Creative beat-slicing in Logic

Using loops in your Logic Project needn’t result in creative dead-ends, especially if you make use of the new slicing options offered by Quick Sampler.

Logic Pro X handles the switch from audio to MIDI seamlessly. It can, for example, convert audio regions into time-sliced samples triggered from a MIDI region or, going the other way, convert a MIDI-triggered software instrument into an audio region. Such flexibility is particularly useful with drum loops. Rather than  playing back loops at the correct tempo, Logic can slice and map loops, which opens up an array of resequencing, filtering, enveloping and glitch-type effects. With the release of Logic Pro X 10.5 and the new Quick Sampler and Sampler instruments, this slice-and-dice approach to drum loops is now even easier to achieve.

Designed as a quick-and-easy solution for time-sliced drum loops, Quick Sampler is one of the key benefits of Logic Pro X 10.5. Loops can now be dragged directly for the browser area onto track headers, where Logic will present you with a series of auto-mapping options: two for Quick Sampler, one for Drum Machine Designer and three for Alchemy. For simple and accessible loop slicing, the logical choice is either of the two Quick Sampler options.
○ ○ ○ ○ ○
## [TO-DO LIST]
[1] From the beat-slicing article, answer these:
(a) According to the opening, what needn't using loops in a Logic project result in?
(b) Which kind of loop does the article say this audio-to-MIDI flexibility is particularly useful with?
(c) How many auto-mapping options does Logic present for Alchemy?
[2] Please write out the part of the beat-slicing article starting at "Using loops in" and ending at "easier to achieve.".

## [RAW DATA]
○ ○ ○ ○ ○
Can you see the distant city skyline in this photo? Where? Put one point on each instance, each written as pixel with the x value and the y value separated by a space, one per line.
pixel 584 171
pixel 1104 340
○ ○ ○ ○ ○
## [TASK RESULTS]
[1]
(a) Creative dead-ends.
(b) Drum loops.
(c) Three.

[2]
Using loops in your Logic Project needn’t result in creative dead-ends, especially if you make use of the new slicing options offered by Quick Sampler.

Logic Pro X handles the switch from audio to MIDI seamlessly. It can, for example, convert audio regions into time-sliced samples triggered from a MIDI region or, going the other way, convert a MIDI-triggered software instrument into an audio region. Such flexibility is particularly useful with drum loops. Rather than  playing back loops at the correct tempo, Logic can slice and map loops, which opens up an array of resequencing, filtering, enveloping and glitch-type effects. With the release of Logic Pro X 10.5 and the new Quick Sampler and Sampler instruments, this slice-and-dice approach to drum loops is now even easier to achieve.